WORK INSTRUCTIONS
Switch "positive" to "foreground" in the material, starting at the line that contains "rough mask: <svg" and ending at the line that contains "positive clicks: (990, 713)", and change nothing else. Give back only those lines.

Records excerpted from a collection:

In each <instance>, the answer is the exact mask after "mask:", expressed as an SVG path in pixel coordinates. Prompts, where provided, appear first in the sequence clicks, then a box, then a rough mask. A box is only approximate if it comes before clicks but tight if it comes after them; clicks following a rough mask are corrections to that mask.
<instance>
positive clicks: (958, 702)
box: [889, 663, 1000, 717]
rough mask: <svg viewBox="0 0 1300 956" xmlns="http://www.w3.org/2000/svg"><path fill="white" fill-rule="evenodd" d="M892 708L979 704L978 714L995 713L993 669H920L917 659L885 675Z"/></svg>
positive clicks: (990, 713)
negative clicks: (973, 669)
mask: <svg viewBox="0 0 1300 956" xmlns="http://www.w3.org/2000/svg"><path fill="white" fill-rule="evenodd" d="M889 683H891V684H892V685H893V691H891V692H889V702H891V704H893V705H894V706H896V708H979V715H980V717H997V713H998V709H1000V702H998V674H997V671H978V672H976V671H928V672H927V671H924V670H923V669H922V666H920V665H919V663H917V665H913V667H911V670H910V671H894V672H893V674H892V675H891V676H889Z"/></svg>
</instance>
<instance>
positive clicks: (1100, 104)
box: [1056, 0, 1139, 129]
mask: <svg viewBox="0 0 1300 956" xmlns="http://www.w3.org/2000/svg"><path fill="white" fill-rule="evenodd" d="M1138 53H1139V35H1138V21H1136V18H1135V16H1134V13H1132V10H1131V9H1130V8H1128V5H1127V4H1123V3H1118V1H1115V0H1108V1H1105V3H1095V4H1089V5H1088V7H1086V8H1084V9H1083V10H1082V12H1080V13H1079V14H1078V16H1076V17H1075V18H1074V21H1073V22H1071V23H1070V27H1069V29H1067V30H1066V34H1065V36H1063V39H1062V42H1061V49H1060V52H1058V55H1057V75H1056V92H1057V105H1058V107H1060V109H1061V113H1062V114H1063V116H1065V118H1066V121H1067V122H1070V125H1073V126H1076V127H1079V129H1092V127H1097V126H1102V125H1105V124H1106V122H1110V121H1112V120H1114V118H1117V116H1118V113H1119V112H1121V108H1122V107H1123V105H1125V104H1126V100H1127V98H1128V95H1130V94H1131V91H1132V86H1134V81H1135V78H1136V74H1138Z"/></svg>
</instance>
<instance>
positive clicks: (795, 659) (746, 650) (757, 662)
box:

SOLUTION TO THE EXERCISE
rough mask: <svg viewBox="0 0 1300 956" xmlns="http://www.w3.org/2000/svg"><path fill="white" fill-rule="evenodd" d="M892 708L979 704L978 714L995 713L993 669H920L917 659L885 675Z"/></svg>
foreground clicks: (990, 713)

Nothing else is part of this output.